**WORK TASK 1:**
From the "Way of the hippo" travel piece, return everything from "Way of the hippo" down to "bed below me.", word for word.
**WORK TASK 2:**
According to the "Way of the hippo" travel piece, the Lower Zambezi stretches from below which dam to the border with which country?

**TEXT UNDER STUDY:**
# # #
Way of the hippo
As I brush the sweat from my face and take another gulp of cold beer, I remind myself that it is June, and mid-winter, and that back home in Pretoria I’d be shivering in front of the heater.
But here on Kanyemba Island, in the middle of the mighty Zambezi, it’s in the low 30s and a herd of elephants has just pulled in for a cooling wallow in the reed bed below me.
“Check that out!” The call comes from the irascible Riccardo Garbaccio, owner-manager of Kanyemba. He points to an enormous Pels fishing owl that has come to rest on the lower branches of a winterthorn tree overlooking a still pool at the river’s edge. It doesn’t get much better than this in Zambia’s Lower Zambezi Valley, which, as the crow flies, is the same distance from my hometown as Cape Town, but a hell of a lot wilder.
Kanyemba Island nestles a few hundred metres off the main banks of the river, where Garbaccio’s home base—Kanyemba Lodge—has been making a name for itself as a prime attraction for the South African fishing and safari market.
Here on the Zambezi the fish in question is tiger—and it has to be said that there are a lot of them, just waiting to be caught. Every few minutes they jump from the river, as if to taunt the angler into grabbing rod and tackle and making a day of it.
On the island, making a day of it means kicking back and relaxing in a marvellously informal bush camp, watching nature in all her glory as she unfolds an unending cavalcade of the weird and the wonderful in front of you. The prime directive? Unwind. The major decisions to be made? Whether to fish or to take a slow cruise up the river to view game. Or just sit and have another beer.
“So, what do you want to do, madam?” Garbaccio asks as the resident pod of hippos begin their mid-afternoon chorus of grunts and groans. “I don’t know. You choose,” I answer. He does, and we soon find ourselves on a boat, drifting along the banks of the river, watching elephants crossing from Zambia to neighbouring Zimbabwe.
The Lower Zambezi stretches from below Kariba Dam all the way to the border with Mozambique and the Cahora Bassa Dam. The river is fat and lazy here, reaching a few kilometres wide in places, and dotted with islands like Kanyemba against a backcloth of mountains. A handful of lodges dot the river’s banks offering a range of accommodation options from camping right the way through to five-star, all-singing, all-dancing tented luxury.
# # #
**EXTRACTED MATERIAL:**

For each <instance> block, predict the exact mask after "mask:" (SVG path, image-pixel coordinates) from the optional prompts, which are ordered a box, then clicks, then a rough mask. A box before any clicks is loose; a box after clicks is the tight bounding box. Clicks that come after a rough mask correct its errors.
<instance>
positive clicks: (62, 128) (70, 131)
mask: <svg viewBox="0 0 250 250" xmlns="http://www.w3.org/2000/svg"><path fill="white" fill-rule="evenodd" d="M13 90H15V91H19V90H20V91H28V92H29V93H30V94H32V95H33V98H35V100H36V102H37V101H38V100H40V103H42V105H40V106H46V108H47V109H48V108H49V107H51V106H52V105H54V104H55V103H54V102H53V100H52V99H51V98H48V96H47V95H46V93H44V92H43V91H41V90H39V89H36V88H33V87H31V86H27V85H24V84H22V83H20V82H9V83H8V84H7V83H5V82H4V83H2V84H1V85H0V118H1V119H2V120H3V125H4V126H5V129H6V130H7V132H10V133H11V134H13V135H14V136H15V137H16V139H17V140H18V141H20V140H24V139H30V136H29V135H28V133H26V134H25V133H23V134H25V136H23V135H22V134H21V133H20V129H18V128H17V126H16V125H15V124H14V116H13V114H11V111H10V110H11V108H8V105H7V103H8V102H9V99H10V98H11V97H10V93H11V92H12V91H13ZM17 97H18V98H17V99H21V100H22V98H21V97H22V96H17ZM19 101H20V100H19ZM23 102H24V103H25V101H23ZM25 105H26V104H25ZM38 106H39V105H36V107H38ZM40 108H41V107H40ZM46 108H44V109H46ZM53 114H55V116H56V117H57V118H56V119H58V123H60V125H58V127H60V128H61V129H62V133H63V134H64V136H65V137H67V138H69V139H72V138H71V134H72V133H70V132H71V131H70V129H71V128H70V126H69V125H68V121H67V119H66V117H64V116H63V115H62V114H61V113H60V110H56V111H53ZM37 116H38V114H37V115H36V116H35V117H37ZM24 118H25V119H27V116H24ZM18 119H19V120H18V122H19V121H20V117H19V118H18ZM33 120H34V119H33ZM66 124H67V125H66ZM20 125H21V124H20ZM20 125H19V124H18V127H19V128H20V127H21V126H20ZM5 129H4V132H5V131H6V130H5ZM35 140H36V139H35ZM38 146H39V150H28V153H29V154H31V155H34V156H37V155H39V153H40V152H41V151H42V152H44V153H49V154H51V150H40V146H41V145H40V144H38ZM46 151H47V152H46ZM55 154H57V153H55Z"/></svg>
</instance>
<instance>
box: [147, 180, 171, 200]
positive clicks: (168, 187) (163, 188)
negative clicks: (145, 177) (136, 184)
# # #
**RESPONSE 1:**
Way of the hippo
As I brush the sweat from my face and take another gulp of cold beer, I remind myself that it is June, and mid-winter, and that back home in Pretoria I’d be shivering in front of the heater.
But here on Kanyemba Island, in the middle of the mighty Zambezi, it’s in the low 30s and a herd of elephants has just pulled in for a cooling wallow in the reed bed below me.

**RESPONSE 2:**
From below Kariba Dam to the border with Mozambique.